Your task: Count the lines below that contain the string "wheel" and give only that number.

Records of labeled points:
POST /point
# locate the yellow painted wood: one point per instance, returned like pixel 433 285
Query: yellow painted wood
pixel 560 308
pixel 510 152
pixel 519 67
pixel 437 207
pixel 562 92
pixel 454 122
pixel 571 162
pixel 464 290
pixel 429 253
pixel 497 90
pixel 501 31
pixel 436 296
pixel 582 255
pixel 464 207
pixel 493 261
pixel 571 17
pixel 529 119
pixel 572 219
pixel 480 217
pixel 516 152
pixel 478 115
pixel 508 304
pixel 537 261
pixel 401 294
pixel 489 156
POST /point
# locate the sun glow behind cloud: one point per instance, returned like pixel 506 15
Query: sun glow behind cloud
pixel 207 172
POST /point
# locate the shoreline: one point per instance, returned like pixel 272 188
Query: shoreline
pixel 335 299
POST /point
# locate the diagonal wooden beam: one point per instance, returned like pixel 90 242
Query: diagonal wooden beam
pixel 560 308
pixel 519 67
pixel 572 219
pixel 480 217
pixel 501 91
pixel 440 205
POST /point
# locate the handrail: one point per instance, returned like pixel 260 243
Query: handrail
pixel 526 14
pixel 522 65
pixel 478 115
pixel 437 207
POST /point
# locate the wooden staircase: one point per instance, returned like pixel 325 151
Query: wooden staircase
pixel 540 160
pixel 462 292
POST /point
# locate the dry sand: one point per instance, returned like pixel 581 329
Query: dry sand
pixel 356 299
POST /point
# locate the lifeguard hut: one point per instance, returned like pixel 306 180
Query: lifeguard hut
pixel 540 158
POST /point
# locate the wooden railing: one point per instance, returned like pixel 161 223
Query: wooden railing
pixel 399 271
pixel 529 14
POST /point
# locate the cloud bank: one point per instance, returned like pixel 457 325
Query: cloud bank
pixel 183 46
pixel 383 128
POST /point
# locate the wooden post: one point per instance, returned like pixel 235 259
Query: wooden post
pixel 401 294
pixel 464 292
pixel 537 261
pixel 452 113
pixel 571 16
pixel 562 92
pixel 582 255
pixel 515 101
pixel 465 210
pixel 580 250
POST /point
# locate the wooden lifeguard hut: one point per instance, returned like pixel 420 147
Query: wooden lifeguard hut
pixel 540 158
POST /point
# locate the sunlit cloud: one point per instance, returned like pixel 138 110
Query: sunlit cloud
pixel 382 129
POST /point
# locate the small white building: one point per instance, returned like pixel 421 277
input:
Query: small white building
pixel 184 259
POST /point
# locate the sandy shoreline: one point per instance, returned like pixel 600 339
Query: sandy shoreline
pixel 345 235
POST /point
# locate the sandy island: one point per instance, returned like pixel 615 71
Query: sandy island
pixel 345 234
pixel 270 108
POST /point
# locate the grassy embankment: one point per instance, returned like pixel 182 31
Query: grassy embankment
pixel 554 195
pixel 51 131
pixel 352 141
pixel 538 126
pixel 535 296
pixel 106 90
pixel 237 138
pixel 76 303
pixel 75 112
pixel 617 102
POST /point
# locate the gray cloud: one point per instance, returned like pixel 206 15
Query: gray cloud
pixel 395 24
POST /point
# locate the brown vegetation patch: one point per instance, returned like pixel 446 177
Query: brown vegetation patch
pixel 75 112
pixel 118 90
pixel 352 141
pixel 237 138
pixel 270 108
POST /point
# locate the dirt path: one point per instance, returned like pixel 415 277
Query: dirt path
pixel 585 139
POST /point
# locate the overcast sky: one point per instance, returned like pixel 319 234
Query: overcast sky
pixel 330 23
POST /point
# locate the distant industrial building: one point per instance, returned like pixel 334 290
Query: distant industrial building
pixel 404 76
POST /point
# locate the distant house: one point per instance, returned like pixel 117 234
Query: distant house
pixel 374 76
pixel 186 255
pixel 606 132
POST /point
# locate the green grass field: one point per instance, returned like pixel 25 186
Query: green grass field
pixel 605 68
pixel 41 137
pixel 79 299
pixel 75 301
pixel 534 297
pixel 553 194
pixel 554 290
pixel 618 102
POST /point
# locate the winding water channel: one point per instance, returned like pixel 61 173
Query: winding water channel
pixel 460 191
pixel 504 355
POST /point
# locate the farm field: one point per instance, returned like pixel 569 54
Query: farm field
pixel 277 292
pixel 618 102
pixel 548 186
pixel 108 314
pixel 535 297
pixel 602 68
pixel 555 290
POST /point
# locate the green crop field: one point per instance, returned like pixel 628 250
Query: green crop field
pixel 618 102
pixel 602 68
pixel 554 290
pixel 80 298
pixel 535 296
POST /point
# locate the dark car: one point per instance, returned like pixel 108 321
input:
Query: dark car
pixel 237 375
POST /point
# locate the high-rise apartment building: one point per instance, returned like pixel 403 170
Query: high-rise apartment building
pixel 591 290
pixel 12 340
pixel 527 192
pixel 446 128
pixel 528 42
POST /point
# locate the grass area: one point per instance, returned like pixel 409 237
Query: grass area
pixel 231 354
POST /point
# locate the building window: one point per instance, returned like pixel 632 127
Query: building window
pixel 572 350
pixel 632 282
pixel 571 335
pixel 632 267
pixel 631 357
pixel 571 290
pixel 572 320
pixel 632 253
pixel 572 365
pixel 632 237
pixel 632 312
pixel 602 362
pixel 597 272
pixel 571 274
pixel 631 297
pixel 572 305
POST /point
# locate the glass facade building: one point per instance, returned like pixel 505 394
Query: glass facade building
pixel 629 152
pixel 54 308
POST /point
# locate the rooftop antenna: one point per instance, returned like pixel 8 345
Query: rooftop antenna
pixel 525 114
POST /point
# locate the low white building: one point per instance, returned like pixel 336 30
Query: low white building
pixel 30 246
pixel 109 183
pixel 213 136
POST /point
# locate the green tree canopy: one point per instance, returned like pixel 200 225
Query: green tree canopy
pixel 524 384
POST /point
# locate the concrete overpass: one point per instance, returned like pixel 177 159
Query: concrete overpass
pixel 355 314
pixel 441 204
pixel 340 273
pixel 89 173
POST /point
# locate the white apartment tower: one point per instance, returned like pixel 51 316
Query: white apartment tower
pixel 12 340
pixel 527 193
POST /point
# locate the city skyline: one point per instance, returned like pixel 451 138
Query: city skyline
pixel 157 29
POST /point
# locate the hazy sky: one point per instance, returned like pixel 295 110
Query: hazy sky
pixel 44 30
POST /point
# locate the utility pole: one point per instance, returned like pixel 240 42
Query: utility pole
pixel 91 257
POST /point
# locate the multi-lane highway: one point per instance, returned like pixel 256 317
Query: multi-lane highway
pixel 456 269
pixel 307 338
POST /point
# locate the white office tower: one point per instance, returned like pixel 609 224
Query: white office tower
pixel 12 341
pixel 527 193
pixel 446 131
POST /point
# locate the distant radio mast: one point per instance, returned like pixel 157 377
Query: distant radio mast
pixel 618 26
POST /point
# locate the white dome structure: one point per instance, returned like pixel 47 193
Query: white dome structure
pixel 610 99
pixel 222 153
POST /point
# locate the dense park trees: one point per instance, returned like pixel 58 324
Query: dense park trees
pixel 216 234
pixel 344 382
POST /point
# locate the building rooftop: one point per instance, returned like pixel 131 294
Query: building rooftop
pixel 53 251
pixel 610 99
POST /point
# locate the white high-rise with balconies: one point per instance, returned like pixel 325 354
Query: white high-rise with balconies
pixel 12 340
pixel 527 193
==
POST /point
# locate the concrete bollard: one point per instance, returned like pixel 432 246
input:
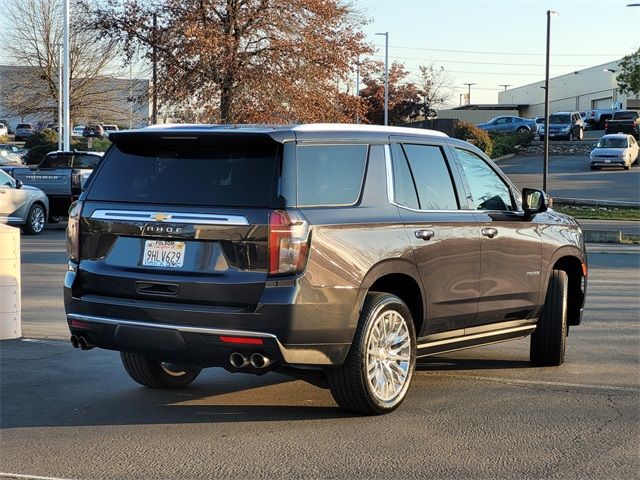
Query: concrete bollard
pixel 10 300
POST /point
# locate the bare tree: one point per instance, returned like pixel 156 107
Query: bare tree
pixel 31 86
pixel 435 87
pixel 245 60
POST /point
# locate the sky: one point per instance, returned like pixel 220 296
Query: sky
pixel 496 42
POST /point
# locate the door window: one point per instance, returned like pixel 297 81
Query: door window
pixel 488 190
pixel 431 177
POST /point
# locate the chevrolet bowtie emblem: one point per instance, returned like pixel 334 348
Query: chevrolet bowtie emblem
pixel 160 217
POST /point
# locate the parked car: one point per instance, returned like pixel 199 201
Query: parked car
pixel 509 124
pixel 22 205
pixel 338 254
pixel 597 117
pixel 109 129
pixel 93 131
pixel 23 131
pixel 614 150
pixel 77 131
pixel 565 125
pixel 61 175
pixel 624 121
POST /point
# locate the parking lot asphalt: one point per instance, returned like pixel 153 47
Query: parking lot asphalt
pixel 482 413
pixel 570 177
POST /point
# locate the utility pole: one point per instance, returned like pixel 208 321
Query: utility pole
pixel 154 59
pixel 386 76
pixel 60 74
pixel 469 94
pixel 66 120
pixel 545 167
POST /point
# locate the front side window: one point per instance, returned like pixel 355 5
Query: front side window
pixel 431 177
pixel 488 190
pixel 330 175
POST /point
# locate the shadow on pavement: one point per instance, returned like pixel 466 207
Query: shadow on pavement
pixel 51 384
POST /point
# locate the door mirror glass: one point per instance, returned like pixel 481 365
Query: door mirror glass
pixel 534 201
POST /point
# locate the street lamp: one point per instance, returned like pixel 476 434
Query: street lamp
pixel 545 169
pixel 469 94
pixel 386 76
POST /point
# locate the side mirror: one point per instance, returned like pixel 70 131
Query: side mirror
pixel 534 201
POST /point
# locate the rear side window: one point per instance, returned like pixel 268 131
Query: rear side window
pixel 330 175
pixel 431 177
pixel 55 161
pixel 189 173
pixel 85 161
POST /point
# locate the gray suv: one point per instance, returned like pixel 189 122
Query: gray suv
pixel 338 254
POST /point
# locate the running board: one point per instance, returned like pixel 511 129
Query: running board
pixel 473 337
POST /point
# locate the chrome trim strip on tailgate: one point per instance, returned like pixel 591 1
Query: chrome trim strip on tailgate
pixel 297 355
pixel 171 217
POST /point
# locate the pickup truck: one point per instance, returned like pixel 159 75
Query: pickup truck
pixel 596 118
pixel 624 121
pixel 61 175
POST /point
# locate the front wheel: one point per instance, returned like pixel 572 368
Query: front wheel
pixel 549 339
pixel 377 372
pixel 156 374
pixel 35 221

Complete answer: 2